» **Prompt**
Switch every "Grounding Module" to "Localization Module" in the data, from its first line through the line containing "left=0, top=202, right=416, bottom=281", inclusive, and return only those lines with nothing else altered.

» **Data shown**
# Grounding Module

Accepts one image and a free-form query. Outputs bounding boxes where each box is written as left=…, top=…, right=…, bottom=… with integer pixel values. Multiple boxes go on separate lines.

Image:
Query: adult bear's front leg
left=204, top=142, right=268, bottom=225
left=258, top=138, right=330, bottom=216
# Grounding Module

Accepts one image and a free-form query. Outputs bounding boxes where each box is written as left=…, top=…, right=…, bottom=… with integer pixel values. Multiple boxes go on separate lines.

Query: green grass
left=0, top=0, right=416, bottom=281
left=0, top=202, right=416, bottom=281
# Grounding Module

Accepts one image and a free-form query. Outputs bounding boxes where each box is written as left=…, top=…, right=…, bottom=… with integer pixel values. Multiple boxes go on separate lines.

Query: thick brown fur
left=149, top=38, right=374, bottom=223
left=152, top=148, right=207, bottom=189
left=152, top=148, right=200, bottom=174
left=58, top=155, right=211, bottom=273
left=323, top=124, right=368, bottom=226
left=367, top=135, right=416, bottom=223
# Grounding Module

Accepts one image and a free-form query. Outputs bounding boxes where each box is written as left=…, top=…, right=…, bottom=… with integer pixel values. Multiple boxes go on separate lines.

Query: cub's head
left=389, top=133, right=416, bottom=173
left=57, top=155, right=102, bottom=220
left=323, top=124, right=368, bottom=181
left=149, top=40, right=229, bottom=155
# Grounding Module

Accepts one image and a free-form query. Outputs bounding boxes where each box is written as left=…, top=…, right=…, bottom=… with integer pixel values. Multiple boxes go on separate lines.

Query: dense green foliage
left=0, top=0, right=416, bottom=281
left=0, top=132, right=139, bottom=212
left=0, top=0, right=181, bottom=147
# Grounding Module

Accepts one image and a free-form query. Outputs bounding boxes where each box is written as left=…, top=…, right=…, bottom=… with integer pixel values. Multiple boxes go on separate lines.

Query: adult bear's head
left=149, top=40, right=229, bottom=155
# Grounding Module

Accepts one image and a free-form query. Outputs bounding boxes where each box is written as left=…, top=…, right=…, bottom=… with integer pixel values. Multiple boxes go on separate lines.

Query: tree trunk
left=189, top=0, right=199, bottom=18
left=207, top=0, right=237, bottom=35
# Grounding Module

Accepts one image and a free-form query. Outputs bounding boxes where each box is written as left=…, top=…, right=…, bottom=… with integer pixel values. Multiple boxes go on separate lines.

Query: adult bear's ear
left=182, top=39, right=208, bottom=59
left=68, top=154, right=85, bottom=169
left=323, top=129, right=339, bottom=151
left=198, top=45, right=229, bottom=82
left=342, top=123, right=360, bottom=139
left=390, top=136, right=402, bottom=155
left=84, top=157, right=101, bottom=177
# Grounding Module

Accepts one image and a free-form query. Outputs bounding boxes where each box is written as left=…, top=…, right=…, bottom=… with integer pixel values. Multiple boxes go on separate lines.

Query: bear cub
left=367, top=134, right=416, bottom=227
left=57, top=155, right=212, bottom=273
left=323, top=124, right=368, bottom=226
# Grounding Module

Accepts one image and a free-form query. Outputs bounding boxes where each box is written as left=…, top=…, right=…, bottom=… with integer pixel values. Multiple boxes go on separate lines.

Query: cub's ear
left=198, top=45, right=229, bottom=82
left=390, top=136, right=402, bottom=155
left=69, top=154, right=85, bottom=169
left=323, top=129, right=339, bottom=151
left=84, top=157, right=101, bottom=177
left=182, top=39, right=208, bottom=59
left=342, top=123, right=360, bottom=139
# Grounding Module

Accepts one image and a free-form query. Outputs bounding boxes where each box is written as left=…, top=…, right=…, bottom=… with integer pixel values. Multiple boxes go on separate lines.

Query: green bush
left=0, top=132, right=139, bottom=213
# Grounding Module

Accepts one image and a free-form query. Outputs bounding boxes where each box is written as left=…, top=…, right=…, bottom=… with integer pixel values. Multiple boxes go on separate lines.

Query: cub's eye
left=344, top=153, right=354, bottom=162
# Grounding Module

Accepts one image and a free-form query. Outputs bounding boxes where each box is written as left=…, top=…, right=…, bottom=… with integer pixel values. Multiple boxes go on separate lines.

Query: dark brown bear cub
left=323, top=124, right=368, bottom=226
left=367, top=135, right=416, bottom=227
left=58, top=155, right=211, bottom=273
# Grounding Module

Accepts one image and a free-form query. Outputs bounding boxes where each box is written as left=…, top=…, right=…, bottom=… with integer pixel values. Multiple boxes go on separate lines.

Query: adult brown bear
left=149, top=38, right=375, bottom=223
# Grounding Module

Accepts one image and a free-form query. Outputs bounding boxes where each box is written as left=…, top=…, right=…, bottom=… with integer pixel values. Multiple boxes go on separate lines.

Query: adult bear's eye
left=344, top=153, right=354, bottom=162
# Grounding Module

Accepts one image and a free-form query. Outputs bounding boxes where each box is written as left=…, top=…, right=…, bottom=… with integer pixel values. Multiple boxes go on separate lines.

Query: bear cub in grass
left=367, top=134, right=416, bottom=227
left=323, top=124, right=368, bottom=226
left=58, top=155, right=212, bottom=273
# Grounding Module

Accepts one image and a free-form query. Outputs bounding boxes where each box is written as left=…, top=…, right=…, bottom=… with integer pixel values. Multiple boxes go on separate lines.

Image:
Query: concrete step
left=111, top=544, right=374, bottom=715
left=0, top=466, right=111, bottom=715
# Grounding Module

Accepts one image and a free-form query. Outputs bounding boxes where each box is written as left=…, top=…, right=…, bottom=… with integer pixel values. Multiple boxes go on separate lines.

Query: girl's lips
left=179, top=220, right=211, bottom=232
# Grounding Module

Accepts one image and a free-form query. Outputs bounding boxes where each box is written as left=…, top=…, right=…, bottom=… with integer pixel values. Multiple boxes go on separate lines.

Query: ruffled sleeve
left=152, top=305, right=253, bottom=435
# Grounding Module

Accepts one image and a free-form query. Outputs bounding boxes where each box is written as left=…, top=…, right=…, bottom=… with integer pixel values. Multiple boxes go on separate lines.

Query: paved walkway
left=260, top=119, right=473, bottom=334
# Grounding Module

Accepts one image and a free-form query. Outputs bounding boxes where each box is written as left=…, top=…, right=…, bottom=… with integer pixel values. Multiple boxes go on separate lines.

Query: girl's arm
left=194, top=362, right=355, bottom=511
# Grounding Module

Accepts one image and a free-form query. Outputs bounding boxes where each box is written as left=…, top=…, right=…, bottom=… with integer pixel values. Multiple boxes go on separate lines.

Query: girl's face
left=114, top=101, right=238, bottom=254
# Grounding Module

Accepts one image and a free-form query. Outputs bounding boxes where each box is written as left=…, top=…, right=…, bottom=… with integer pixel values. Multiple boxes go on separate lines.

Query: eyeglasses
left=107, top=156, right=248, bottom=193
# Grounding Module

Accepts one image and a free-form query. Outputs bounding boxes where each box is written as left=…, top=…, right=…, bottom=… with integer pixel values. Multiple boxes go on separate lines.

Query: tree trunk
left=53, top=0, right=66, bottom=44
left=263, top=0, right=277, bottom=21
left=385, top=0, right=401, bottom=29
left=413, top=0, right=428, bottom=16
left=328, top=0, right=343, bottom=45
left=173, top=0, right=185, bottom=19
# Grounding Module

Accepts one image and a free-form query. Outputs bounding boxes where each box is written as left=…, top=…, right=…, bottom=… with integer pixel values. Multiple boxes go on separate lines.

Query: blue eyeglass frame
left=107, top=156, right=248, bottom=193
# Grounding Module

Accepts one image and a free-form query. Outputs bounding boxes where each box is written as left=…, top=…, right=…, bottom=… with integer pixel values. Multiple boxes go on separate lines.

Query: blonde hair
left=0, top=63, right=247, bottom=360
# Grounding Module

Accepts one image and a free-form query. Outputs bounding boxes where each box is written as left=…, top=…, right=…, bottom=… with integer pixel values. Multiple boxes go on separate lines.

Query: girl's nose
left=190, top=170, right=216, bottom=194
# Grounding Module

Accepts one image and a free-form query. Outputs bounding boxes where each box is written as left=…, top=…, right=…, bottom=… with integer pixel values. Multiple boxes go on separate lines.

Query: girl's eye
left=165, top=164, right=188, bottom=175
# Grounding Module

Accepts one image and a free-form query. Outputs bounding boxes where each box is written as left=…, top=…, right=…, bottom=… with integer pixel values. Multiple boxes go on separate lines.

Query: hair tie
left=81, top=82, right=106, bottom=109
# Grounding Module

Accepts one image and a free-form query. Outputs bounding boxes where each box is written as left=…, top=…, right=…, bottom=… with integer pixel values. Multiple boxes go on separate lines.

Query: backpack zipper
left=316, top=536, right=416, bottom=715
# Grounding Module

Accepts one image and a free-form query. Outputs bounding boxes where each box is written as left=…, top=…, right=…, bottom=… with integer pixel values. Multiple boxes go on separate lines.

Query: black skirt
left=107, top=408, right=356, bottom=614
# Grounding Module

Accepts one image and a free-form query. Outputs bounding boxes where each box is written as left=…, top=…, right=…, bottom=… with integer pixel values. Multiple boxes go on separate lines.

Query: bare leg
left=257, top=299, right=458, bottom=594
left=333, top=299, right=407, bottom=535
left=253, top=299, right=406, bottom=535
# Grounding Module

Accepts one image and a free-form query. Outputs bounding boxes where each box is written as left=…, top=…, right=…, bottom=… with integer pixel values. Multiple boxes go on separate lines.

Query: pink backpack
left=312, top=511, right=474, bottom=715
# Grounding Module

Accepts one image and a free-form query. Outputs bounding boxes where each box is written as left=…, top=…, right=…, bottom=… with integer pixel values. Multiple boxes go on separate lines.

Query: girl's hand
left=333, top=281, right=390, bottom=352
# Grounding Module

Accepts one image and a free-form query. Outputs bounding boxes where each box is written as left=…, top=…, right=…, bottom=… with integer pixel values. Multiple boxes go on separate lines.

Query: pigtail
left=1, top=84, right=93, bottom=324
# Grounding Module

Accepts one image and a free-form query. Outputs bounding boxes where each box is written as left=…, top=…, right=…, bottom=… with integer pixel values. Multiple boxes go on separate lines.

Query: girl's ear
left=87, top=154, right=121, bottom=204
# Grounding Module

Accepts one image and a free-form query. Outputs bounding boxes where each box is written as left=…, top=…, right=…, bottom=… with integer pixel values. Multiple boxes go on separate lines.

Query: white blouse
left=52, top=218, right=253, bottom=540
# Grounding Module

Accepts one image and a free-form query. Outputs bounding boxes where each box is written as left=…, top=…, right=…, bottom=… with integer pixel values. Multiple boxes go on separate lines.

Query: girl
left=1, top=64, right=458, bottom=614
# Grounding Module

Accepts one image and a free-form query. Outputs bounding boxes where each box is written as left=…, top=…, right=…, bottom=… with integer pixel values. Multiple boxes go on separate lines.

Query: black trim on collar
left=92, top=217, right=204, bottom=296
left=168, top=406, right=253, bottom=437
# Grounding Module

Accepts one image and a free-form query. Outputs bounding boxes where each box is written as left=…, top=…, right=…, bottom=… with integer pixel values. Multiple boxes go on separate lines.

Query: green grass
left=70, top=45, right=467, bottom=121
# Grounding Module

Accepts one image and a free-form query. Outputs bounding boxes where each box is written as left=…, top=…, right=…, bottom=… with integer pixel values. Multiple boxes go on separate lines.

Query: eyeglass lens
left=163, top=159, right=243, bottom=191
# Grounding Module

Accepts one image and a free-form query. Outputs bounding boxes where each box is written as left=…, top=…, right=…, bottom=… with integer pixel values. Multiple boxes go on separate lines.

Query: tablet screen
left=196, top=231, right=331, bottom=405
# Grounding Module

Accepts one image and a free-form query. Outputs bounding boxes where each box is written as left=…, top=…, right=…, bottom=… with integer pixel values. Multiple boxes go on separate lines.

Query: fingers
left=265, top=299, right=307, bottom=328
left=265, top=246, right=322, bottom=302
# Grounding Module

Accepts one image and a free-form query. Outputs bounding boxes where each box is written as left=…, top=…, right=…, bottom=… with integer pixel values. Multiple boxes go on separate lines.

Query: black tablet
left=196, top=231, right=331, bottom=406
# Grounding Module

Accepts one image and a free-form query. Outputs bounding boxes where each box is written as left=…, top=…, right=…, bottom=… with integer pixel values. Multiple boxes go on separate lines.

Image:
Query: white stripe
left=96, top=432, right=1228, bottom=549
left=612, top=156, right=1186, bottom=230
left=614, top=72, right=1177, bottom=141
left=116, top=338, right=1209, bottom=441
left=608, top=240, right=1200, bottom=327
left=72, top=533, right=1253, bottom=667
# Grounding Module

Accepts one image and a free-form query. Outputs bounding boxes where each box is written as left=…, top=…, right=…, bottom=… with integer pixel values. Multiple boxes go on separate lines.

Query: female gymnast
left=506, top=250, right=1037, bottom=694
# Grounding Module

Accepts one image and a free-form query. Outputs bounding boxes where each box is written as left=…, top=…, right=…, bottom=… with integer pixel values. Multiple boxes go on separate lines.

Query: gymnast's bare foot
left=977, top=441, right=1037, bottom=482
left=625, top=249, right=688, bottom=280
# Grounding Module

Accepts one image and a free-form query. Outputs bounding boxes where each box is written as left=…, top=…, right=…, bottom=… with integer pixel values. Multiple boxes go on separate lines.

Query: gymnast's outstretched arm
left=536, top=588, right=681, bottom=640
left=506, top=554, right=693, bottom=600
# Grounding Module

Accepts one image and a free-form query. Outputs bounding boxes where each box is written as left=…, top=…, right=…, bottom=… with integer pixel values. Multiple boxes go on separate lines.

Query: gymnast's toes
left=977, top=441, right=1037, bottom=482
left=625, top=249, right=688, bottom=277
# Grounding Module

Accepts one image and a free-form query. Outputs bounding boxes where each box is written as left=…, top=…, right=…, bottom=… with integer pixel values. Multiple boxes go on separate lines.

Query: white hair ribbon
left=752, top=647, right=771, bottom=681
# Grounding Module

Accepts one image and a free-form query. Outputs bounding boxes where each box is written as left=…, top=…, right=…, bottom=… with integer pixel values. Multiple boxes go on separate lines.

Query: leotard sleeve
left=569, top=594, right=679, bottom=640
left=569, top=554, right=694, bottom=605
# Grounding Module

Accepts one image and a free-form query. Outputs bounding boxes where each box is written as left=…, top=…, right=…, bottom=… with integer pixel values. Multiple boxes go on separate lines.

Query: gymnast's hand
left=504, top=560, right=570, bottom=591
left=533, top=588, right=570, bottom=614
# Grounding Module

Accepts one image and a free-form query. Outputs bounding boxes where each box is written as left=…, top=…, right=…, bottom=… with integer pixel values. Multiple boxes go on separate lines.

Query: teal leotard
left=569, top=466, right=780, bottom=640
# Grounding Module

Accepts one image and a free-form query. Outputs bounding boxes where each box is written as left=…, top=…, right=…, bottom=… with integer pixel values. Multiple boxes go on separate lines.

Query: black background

» **Task response**
# Localization Module

Accepts one image and a free-form query. Outputs bounding boxes where each box is written as left=…, top=…, right=…, bottom=… with integer pixel values. Multiple boxes go on separate lines.

Image:
Query: adult bear's front leg
left=204, top=142, right=268, bottom=225
left=258, top=138, right=330, bottom=216
# Localization Module

Accepts one image and a free-form query. Outputs bounding boxes where each box is written as left=…, top=…, right=…, bottom=… with integer pixel values. Multiple boxes go on separate lines.

Query: green grass
left=0, top=0, right=416, bottom=281
left=0, top=202, right=416, bottom=281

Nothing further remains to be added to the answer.